• **Attività da svolgere**:
a. Secondo l'estratto su Rombo, da che cosa deriva il titolo del romanzo?
b. Riporta ogni riga dei record che contiene la stringa "window", tenendo conto di maiuscole e minuscole.

• **Estratto scelto**:
>>>
Dopo l’ultima tragica calamità naturale, l’alluvione in Emilia Romagna, nei media nostrani si è tornato a parlare del fragile equilibrio che lega l’uomo alla natura. Un tema ampiamente dibattuto anche in letteratura, e che negli ultimi anni ha visto crescere a dismisura i cosiddetti libri di nature writing contemporaneo. In questa prospettiva convivono generalmente due campi: la natura, per l’appunto, e la cultura. Nel suo ultimo romanzo Rombo (Iperborea, traduzione di Silvia Albesano), la scrittrice, poetessa e traduttrice tedesca Esther Kinsky ripercorre un altro evento catastrofico, quello del terremoto in Friuli del 1976, un fenomeno che cambiò drasticamente il paesaggio e la vita dei suoi abitanti, ma si discosta dal genere di cui sopra, o come ci rivela lei, la sua scrittura ha uno scopo più nobile, che scava più in profondità: l’intento della Kinsky è quello di ricostruire il trauma collettivo del terremoto, la memoria di chi ha vissuto quel tragico episodio e l’identità collettiva dei sopravvissuti, attraverso il linguaggio, le leggende e le tradizioni degli stessi. La sua è un’analisi del disastro generato dalla natura, i cumuli di macerie che si lasciano alle spalle i superstiti, il lento rifiorire dell’impresa umana e i mutamenti del paesaggio. Il titolo deriva infatti da quel rumore sordo, il rombo appunto, che rimase impresso in gran parte della popolazione. Rombo è costituito dai resoconti orali dei sette personaggi e dalle varie sfumature che ciascun personaggio dà di quel medesimo episodio, cosicché il tempo risulti a volte sequenziale, alle volte fuori sincrono, a seconda degli spasmi erratici della mente e della memoria. “La montagna ha memoria?” si legge nella prima parte del libro, e questa domanda, malinconica e al tempo stesso dirompente, riecheggia più volte andando avanti nella lettura.

Quando e come è nata l’idea di scrivere Rombo? Come sei riuscita a ricostruire la storia di un evento non più recente come il terremoto del 1976 in Friuli?

Sono arrivata in Friuli nel 2018, e sono rimasta subito colpita dal modo in cui le persone hanno parlato di questo evento. C’era una presenza costante del terremoto come momento decisivo, è saltato fuori in tante conversazioni e, quando ho chiesto loro di parlarmene, ho subito notato che le persone erano davvero ansiose di raccontare i loro ricordi. Anche i segni sono ancora così visibili, la mia casa ha solo crepe nell’intonaco, ma altre case furono abbandonate, e nelle valli montane e lungo la Statale a livello di Venzone e Gemona ci sono ancora ruderi, ricoperti di edera. Mi interessava questo mix di testimonianze e racconto, la presenza di quel trauma, di un trauma che in un certo senso non è colpa di nessuno ma che non potrà mai essere sradicato.
<<<
• **Materiale presentato**:
>>>
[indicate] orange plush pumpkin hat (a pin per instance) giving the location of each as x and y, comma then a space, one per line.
<<<
>>>
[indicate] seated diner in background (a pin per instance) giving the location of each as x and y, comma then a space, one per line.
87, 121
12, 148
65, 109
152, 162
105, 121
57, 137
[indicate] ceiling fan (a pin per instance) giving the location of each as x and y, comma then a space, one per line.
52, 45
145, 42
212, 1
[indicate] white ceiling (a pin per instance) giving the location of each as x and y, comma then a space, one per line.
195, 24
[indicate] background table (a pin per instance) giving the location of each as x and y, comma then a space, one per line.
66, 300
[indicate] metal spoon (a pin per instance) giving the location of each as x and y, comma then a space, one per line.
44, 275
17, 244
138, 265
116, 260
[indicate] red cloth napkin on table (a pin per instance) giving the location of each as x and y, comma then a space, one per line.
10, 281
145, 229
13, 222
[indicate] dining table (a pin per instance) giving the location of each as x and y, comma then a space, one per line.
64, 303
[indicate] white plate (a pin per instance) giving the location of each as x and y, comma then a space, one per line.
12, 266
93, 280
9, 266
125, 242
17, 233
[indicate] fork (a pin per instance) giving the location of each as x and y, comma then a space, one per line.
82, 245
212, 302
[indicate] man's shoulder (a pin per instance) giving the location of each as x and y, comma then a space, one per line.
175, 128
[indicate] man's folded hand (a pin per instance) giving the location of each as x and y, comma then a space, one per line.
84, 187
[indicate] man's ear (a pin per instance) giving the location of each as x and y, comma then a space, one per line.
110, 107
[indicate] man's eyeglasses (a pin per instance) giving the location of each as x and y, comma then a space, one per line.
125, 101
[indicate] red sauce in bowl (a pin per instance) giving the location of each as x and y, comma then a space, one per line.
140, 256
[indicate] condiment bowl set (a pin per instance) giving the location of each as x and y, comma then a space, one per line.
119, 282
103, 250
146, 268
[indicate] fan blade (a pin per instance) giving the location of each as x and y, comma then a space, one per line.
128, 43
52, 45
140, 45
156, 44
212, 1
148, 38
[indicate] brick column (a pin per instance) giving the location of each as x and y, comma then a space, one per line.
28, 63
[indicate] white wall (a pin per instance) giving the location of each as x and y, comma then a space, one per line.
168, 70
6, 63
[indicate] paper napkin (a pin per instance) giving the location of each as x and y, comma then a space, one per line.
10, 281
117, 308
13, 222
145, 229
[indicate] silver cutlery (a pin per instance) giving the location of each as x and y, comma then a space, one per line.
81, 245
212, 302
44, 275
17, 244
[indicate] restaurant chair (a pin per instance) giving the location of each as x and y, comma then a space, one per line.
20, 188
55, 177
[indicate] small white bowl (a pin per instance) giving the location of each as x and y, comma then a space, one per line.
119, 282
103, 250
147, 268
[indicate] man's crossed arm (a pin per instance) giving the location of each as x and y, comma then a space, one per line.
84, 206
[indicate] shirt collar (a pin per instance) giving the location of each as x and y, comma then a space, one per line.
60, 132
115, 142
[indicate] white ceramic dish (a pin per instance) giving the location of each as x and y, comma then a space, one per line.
<<<
>>>
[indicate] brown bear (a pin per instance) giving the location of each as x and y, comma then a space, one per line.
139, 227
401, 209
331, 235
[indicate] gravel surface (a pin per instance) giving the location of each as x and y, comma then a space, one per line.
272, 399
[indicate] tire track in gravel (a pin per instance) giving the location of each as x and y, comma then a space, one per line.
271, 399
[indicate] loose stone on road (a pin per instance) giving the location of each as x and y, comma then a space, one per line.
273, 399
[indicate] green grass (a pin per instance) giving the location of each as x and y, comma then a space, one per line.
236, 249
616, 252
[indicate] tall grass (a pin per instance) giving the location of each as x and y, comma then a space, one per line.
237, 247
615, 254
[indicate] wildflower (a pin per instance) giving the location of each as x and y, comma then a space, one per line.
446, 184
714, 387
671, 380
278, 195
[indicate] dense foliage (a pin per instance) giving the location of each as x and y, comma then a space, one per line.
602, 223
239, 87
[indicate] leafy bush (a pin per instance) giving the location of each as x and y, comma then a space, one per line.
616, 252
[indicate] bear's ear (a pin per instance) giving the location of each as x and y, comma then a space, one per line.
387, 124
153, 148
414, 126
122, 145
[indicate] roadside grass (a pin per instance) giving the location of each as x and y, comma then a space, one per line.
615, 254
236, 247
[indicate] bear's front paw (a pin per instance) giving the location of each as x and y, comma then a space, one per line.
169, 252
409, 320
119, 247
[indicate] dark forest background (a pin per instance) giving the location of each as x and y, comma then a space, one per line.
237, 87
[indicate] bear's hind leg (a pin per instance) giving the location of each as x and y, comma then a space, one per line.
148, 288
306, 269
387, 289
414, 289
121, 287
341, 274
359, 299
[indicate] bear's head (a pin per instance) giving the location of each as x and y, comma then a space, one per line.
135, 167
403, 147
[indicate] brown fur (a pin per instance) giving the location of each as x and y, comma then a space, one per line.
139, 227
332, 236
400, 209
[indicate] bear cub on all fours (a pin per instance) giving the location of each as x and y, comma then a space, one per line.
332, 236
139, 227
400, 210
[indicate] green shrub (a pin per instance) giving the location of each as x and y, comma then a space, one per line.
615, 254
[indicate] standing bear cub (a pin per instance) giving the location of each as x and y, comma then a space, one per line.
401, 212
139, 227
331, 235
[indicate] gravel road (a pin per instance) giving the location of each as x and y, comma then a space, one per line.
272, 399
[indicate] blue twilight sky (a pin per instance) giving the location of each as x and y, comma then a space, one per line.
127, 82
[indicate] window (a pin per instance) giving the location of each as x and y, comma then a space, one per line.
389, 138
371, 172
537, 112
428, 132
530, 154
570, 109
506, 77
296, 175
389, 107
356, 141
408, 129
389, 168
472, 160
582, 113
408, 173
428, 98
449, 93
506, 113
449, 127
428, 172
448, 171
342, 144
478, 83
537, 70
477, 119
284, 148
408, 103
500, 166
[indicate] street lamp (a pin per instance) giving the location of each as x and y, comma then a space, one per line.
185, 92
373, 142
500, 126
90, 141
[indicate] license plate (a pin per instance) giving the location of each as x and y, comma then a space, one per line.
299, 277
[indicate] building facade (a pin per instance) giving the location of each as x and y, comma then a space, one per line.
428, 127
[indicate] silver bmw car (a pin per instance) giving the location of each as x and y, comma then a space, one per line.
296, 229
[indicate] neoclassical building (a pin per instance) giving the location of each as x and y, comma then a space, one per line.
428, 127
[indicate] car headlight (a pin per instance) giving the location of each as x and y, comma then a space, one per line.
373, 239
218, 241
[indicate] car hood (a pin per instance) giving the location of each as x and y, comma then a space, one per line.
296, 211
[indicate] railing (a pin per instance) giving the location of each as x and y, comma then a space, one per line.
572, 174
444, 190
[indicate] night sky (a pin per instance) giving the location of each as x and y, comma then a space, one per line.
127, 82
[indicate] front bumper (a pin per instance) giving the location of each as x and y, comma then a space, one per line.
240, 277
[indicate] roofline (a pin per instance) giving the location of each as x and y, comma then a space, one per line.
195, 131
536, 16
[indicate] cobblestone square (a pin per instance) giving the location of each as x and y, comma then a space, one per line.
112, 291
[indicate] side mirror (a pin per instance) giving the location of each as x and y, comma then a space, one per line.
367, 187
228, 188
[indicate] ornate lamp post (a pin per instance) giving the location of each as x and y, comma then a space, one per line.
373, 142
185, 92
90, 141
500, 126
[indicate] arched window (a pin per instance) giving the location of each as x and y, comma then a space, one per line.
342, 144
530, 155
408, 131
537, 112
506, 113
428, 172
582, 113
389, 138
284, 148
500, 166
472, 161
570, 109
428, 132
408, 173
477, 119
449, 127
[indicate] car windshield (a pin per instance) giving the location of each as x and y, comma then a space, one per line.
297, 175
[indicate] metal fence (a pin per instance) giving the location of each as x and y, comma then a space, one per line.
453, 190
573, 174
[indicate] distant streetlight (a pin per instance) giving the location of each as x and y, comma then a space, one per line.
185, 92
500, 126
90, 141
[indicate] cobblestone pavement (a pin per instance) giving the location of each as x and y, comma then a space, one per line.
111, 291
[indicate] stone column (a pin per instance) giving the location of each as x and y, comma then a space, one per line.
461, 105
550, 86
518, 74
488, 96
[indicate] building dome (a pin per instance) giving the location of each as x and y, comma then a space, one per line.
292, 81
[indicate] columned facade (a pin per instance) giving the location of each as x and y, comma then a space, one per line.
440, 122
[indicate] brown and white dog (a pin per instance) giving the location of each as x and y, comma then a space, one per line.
<<<
• **Soluzioni**:
a. Dal rumore sordo, il rombo, che rimase impresso in gran parte della popolazione.

b.
[indicate] window (a pin per instance) giving the location of each as x and y, comma then a space, one per line.
[indicate] arched window (a pin per instance) giving the location of each as x and y, comma then a space, one per line.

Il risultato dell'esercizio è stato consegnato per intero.